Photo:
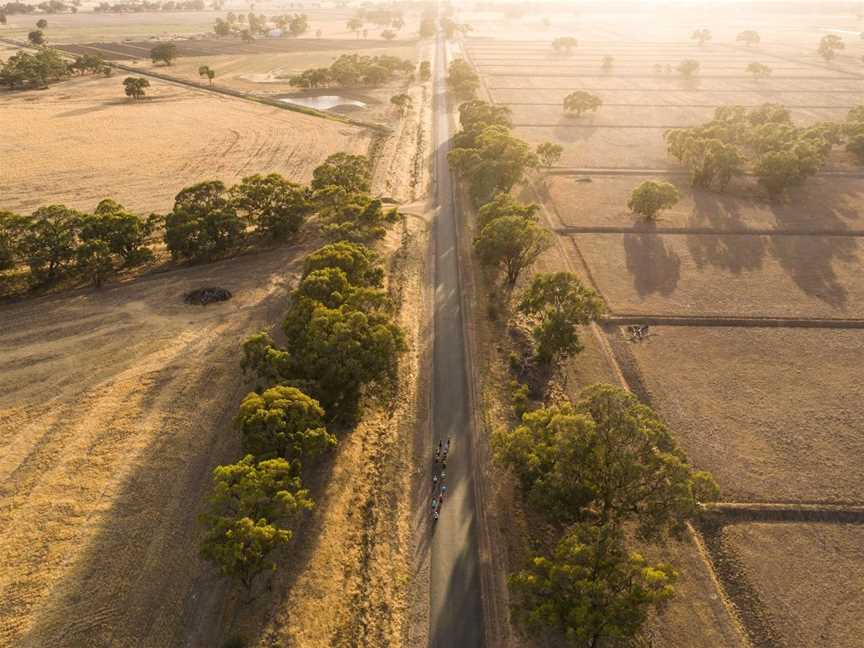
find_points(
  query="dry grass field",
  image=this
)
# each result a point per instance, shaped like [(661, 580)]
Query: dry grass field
[(82, 140), (806, 578), (774, 413)]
--------------------
YOUR OBJECTIVE:
Quote the material word for word, dropping any images it holds.

RESULT OF THE TASK:
Photo:
find_points(
  query="dry grass field",
  image=this
)
# each result a point per instance, shaped like [(661, 580)]
Query: dry grass field
[(82, 140), (806, 578), (774, 413)]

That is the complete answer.